Task prompt:
Which lines in the listing below contain "stone"? Copy each of them.

Study material:
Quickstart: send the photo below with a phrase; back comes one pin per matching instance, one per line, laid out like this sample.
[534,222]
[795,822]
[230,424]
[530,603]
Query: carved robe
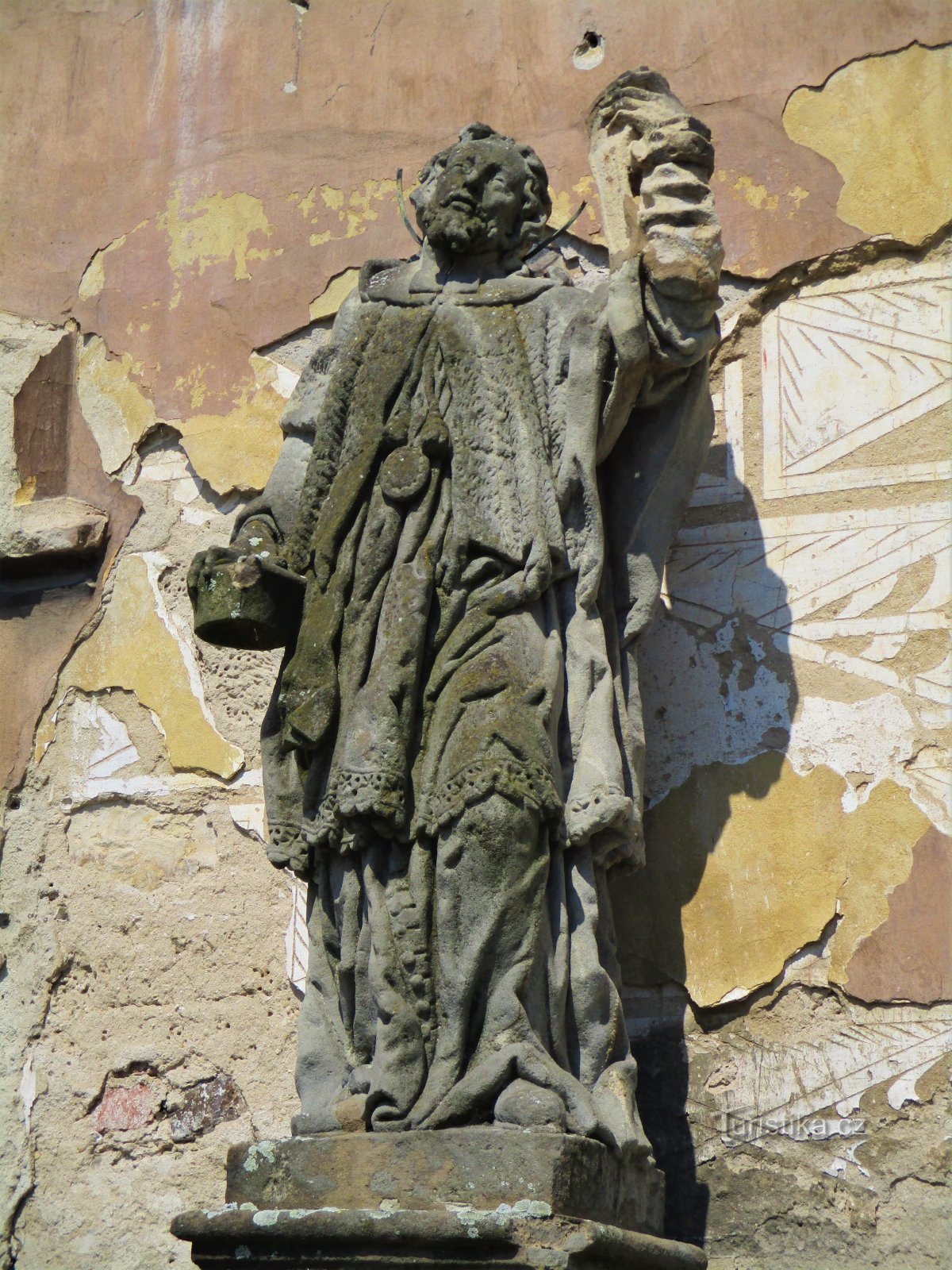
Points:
[495,476]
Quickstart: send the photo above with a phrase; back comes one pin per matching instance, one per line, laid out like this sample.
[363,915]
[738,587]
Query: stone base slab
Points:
[431,1170]
[253,1238]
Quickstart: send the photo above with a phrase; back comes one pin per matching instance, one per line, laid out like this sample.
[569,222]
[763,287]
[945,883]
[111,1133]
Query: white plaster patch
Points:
[29,1089]
[780,572]
[249,817]
[729,425]
[904,1090]
[875,736]
[296,935]
[786,1083]
[847,362]
[839,1165]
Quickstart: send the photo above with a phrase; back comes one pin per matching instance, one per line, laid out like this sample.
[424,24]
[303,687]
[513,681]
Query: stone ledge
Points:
[50,530]
[428,1170]
[251,1238]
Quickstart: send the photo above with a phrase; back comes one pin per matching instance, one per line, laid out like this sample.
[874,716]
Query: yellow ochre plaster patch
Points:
[136,647]
[348,214]
[236,450]
[884,122]
[747,864]
[215,229]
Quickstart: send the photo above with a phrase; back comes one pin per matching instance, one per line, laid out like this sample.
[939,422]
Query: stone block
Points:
[486,1168]
[253,1238]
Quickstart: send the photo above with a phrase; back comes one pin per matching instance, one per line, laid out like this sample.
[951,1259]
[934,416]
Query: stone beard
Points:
[482,476]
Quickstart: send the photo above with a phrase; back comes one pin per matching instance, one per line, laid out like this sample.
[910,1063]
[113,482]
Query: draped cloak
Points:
[495,476]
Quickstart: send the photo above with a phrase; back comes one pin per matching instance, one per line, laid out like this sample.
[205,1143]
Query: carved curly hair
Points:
[536,203]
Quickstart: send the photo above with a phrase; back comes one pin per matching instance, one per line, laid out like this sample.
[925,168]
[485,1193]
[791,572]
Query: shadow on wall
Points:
[719,695]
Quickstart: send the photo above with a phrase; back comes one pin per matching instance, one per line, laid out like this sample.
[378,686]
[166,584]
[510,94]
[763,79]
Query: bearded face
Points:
[476,202]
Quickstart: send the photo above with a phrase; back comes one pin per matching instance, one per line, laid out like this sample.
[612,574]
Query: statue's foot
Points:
[343,1117]
[524,1105]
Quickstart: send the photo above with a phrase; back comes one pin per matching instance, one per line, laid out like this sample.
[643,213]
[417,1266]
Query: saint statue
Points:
[460,545]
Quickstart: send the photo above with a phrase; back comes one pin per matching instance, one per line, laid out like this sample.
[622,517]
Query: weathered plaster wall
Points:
[187,194]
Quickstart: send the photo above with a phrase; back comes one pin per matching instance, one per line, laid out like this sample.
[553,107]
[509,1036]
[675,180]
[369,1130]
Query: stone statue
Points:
[460,544]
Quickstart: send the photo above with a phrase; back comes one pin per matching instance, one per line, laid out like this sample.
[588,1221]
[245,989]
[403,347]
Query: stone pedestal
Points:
[447,1199]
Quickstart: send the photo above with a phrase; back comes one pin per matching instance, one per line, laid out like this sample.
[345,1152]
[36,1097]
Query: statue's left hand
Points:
[659,126]
[203,565]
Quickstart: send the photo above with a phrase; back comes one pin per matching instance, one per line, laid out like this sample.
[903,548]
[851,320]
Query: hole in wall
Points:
[589,52]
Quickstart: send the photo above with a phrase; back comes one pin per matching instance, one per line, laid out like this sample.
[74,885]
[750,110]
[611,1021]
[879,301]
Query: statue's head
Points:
[484,194]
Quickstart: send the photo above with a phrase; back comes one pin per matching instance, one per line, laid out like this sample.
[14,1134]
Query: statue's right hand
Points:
[203,564]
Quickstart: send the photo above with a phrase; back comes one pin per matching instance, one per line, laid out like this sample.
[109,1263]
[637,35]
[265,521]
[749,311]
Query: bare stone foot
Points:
[522,1105]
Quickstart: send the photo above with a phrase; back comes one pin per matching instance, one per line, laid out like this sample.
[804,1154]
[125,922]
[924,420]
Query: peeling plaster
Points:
[137,647]
[113,404]
[884,122]
[747,864]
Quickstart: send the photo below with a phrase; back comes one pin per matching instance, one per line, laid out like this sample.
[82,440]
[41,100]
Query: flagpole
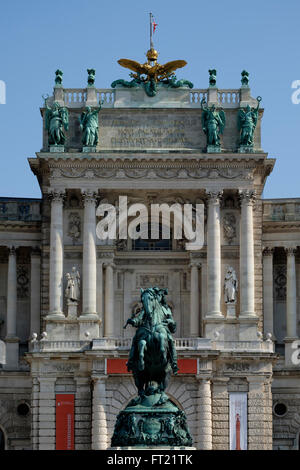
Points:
[151,42]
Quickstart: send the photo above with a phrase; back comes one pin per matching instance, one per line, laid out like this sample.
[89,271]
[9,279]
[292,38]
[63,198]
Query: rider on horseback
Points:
[161,330]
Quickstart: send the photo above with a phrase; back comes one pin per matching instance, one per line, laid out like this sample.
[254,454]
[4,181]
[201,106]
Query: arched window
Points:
[145,242]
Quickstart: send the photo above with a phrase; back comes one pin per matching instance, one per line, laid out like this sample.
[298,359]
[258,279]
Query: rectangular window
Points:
[65,422]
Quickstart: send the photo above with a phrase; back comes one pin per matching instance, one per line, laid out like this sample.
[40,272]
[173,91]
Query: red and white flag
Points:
[154,25]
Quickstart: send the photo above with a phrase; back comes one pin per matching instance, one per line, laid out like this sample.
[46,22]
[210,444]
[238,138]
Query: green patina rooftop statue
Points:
[151,74]
[247,121]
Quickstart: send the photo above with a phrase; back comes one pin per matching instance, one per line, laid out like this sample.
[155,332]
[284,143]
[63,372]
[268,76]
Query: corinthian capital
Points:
[291,251]
[56,195]
[247,196]
[214,197]
[89,195]
[267,251]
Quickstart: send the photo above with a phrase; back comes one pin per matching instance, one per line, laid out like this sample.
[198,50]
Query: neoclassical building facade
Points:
[238,371]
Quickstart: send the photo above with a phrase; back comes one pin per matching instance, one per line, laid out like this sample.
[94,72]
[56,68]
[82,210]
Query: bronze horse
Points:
[153,355]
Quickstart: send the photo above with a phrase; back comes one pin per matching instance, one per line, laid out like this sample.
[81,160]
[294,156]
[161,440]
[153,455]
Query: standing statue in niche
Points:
[247,121]
[213,123]
[230,285]
[73,285]
[89,123]
[56,120]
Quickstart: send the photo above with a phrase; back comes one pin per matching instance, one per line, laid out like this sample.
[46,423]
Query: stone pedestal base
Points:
[292,352]
[72,309]
[213,149]
[12,353]
[246,149]
[57,148]
[88,329]
[89,149]
[231,313]
[150,423]
[231,329]
[72,329]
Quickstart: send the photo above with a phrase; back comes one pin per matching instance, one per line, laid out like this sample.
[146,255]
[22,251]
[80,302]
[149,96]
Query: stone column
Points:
[83,412]
[247,308]
[204,410]
[100,291]
[194,299]
[35,413]
[35,288]
[109,300]
[220,413]
[268,290]
[259,412]
[99,419]
[89,262]
[11,319]
[291,295]
[47,425]
[127,299]
[56,256]
[213,256]
[12,341]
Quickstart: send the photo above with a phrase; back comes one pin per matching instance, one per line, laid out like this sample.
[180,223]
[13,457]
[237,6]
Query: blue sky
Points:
[37,37]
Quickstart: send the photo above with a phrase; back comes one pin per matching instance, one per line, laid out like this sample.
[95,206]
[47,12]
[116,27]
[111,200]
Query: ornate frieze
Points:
[247,196]
[151,279]
[214,197]
[164,173]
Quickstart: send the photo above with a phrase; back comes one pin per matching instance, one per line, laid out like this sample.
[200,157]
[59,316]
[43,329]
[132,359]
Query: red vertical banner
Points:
[64,422]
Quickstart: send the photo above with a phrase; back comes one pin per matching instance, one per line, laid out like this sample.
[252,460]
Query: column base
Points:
[12,353]
[231,310]
[215,314]
[89,327]
[248,315]
[291,354]
[55,316]
[89,316]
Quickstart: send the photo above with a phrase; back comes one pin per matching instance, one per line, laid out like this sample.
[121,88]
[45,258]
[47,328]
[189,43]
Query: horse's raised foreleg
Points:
[141,349]
[163,347]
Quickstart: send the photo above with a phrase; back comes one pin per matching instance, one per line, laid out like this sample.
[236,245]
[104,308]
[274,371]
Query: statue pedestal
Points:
[231,313]
[56,148]
[89,149]
[245,149]
[72,309]
[149,424]
[213,149]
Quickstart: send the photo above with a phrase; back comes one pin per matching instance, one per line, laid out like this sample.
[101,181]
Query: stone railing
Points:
[125,343]
[244,346]
[107,95]
[60,345]
[281,210]
[112,344]
[27,210]
[196,96]
[229,98]
[119,344]
[76,97]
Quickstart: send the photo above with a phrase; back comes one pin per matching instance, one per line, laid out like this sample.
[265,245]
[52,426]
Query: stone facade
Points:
[152,150]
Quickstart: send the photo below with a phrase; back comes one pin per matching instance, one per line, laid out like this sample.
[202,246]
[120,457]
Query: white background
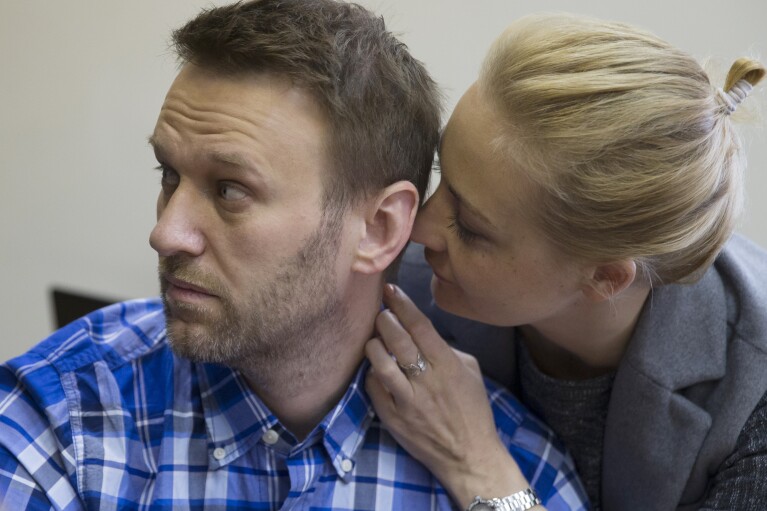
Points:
[81,83]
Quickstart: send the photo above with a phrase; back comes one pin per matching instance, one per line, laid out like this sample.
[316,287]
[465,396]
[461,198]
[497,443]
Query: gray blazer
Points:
[693,373]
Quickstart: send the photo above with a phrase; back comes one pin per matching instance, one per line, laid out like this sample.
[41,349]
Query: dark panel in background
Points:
[71,305]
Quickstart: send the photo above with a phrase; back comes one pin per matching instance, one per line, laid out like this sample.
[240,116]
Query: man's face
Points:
[247,254]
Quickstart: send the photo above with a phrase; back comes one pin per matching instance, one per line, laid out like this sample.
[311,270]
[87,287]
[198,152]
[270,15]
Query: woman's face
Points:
[490,261]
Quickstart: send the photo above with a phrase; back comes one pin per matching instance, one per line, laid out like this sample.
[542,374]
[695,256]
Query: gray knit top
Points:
[577,410]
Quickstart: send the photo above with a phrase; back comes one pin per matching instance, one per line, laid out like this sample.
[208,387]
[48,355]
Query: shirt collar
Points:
[236,419]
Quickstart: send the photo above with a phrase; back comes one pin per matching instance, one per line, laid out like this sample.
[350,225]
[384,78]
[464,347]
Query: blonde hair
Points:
[631,148]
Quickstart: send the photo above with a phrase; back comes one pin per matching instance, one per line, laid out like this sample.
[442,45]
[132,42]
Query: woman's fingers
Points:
[396,339]
[418,327]
[387,372]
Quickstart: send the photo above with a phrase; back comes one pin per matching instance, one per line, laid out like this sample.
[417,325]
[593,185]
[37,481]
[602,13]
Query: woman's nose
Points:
[430,223]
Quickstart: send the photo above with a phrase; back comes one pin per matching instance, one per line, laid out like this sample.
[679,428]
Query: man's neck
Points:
[300,393]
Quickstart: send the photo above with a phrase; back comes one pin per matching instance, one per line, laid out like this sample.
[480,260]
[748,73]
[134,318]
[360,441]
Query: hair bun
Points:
[732,98]
[744,74]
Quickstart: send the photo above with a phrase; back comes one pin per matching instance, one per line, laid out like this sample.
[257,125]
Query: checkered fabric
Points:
[103,416]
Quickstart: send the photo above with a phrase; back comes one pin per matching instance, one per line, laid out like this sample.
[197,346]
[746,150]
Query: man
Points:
[293,146]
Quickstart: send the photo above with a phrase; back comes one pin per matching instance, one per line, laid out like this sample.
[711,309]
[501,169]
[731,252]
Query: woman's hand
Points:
[441,416]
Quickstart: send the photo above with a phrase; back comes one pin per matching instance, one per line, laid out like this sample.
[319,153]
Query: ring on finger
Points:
[412,370]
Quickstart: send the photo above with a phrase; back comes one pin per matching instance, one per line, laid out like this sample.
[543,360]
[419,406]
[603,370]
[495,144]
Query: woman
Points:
[591,179]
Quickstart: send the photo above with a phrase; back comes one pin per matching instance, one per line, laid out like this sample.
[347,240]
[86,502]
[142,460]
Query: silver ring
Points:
[412,370]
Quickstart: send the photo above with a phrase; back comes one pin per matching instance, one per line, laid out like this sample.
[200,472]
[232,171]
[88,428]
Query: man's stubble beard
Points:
[281,328]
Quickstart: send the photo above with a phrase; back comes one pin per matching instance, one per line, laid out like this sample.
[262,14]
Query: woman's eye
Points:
[230,192]
[464,234]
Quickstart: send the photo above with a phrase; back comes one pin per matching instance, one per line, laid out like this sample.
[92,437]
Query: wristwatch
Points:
[520,501]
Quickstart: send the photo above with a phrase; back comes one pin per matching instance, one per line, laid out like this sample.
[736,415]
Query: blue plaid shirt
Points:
[103,416]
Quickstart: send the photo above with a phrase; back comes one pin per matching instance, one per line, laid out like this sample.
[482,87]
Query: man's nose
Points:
[179,228]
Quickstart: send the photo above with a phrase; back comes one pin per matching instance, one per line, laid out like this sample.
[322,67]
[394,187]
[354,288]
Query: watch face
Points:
[481,505]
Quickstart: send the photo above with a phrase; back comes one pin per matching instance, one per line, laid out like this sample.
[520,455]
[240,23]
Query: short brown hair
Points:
[382,107]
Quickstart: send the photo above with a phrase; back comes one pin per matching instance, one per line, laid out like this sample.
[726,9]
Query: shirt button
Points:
[270,437]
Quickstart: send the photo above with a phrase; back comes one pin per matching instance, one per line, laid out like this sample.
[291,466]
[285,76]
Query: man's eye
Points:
[169,178]
[230,192]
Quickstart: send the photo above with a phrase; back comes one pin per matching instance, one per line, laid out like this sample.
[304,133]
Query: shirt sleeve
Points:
[18,490]
[32,467]
[740,482]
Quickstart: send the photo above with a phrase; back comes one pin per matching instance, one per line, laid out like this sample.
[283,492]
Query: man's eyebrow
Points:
[469,207]
[231,158]
[226,157]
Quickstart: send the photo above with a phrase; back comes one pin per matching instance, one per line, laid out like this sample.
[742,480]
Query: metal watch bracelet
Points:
[520,501]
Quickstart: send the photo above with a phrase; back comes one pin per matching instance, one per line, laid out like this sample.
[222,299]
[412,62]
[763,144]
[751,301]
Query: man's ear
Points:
[388,222]
[609,280]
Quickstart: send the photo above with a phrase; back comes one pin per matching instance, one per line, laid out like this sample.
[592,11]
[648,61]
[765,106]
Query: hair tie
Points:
[732,98]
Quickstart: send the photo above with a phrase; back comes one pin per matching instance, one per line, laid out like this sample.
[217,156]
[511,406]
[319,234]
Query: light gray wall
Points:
[81,82]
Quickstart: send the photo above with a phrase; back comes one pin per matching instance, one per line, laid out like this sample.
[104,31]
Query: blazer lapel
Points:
[653,432]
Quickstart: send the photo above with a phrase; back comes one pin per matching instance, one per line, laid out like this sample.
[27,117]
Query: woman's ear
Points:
[388,221]
[609,280]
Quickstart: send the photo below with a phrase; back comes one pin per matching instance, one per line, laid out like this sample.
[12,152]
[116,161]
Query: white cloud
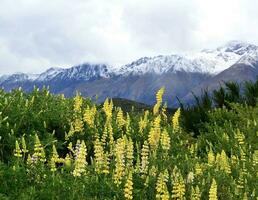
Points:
[37,34]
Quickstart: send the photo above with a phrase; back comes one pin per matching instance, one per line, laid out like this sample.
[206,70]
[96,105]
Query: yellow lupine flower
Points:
[17,151]
[175,120]
[165,140]
[120,118]
[198,169]
[129,153]
[29,160]
[120,161]
[224,164]
[128,188]
[54,159]
[154,135]
[213,190]
[128,124]
[101,164]
[161,187]
[211,158]
[240,137]
[24,146]
[255,158]
[108,107]
[195,193]
[89,115]
[77,103]
[143,122]
[80,160]
[158,100]
[67,161]
[145,158]
[178,189]
[78,125]
[39,153]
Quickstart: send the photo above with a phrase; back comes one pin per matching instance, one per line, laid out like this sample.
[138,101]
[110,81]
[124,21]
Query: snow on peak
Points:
[211,61]
[49,74]
[238,47]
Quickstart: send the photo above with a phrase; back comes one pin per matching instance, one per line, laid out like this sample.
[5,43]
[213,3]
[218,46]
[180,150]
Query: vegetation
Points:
[52,147]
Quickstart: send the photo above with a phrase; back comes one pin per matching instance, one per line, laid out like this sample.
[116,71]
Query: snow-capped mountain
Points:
[211,61]
[139,80]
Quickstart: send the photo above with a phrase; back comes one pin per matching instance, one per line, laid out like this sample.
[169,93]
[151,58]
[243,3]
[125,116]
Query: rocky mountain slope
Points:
[179,73]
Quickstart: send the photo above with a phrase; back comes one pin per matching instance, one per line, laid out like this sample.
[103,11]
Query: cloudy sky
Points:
[38,34]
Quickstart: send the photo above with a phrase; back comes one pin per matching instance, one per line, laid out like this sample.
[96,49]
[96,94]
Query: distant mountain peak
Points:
[238,47]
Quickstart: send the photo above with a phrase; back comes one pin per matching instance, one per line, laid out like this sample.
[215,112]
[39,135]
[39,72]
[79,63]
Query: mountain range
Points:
[180,74]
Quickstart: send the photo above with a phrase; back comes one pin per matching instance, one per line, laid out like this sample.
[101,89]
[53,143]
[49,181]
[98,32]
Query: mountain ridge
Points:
[179,73]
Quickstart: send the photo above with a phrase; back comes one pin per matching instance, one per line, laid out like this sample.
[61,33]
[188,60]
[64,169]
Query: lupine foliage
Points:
[52,147]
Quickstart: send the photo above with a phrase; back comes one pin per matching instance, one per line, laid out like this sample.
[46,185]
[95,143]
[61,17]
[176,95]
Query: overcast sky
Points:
[38,34]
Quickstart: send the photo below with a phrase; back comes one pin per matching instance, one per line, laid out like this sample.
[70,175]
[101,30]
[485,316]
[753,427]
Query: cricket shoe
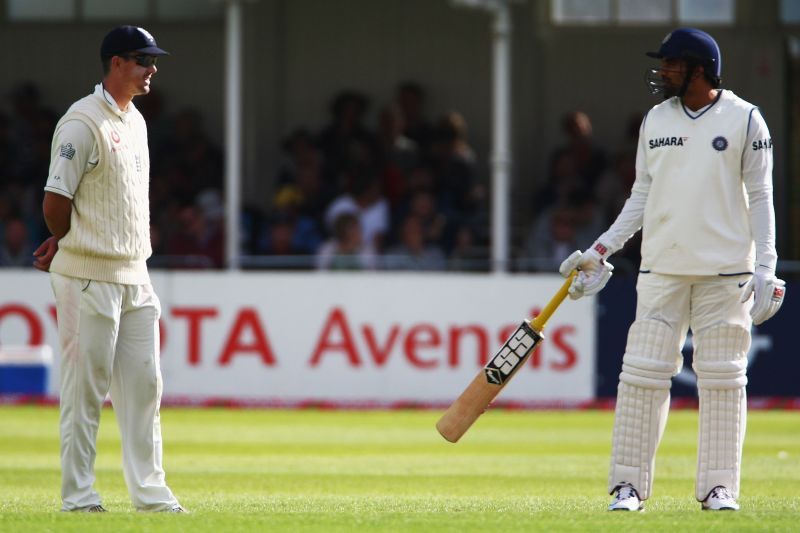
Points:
[720,499]
[625,499]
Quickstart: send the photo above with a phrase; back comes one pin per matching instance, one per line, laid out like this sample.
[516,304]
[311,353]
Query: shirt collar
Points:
[100,91]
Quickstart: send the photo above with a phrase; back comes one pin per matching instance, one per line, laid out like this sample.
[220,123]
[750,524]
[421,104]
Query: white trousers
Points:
[667,307]
[109,341]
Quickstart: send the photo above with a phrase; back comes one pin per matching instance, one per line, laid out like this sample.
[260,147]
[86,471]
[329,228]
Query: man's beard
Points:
[669,90]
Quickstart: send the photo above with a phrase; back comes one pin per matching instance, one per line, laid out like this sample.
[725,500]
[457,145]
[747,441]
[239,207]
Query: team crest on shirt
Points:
[763,144]
[67,151]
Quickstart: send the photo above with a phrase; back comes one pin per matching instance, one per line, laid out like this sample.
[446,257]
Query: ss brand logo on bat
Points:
[511,356]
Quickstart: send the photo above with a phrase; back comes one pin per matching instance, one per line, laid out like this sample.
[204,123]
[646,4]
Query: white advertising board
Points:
[344,339]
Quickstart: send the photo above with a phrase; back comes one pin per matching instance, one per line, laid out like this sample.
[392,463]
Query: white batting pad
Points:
[720,362]
[652,357]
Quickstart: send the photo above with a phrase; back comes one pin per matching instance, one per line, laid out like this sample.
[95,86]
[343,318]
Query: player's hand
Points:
[769,292]
[44,254]
[593,271]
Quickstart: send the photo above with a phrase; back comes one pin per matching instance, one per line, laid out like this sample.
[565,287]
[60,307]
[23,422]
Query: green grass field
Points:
[265,470]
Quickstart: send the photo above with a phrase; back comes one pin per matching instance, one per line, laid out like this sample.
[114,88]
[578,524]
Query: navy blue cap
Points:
[690,43]
[125,39]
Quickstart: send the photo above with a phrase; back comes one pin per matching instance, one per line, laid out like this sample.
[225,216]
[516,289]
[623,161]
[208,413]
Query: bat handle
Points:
[541,319]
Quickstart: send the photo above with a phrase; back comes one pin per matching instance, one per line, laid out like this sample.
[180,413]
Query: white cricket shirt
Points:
[703,190]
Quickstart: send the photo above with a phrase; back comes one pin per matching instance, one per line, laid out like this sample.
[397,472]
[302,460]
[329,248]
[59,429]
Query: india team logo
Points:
[67,151]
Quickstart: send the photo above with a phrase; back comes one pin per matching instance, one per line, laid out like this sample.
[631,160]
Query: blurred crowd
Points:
[395,192]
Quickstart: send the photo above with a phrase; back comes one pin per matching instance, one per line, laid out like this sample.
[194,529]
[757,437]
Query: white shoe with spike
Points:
[625,499]
[720,499]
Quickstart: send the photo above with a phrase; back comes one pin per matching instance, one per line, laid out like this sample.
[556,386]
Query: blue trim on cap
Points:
[703,112]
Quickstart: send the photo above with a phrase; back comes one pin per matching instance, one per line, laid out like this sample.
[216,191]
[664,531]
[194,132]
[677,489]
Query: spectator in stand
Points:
[346,250]
[410,98]
[301,181]
[190,159]
[197,243]
[422,206]
[455,173]
[551,240]
[398,155]
[15,248]
[366,201]
[580,158]
[412,253]
[8,153]
[346,140]
[466,255]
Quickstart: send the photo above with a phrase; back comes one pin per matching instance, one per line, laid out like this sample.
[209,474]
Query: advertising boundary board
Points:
[773,367]
[328,339]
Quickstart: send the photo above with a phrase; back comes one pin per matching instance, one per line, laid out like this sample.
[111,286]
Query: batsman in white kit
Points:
[96,206]
[703,199]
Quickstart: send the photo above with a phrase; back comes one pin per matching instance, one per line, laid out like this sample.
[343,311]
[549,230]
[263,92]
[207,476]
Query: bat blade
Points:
[475,399]
[480,393]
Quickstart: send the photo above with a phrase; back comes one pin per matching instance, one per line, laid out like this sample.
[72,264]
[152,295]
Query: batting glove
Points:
[769,292]
[593,271]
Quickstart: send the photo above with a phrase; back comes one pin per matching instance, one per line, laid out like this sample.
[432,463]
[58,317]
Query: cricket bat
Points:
[476,398]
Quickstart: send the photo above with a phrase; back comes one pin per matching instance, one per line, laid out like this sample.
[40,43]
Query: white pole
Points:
[501,137]
[233,130]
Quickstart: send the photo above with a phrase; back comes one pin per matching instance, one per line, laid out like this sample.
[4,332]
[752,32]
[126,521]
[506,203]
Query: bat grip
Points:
[541,319]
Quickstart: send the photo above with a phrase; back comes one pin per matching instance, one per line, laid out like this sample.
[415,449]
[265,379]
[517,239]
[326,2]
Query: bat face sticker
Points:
[511,356]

Task result:
Query: stone base slab
Query: stone ledge
Query: stone block
Query: stone beard
Query: stone statue
Query: stone pedestal
Query: bare stone foot
Query: stone pedestal base
Query: stone column
Query: stone railing
Query: stone facade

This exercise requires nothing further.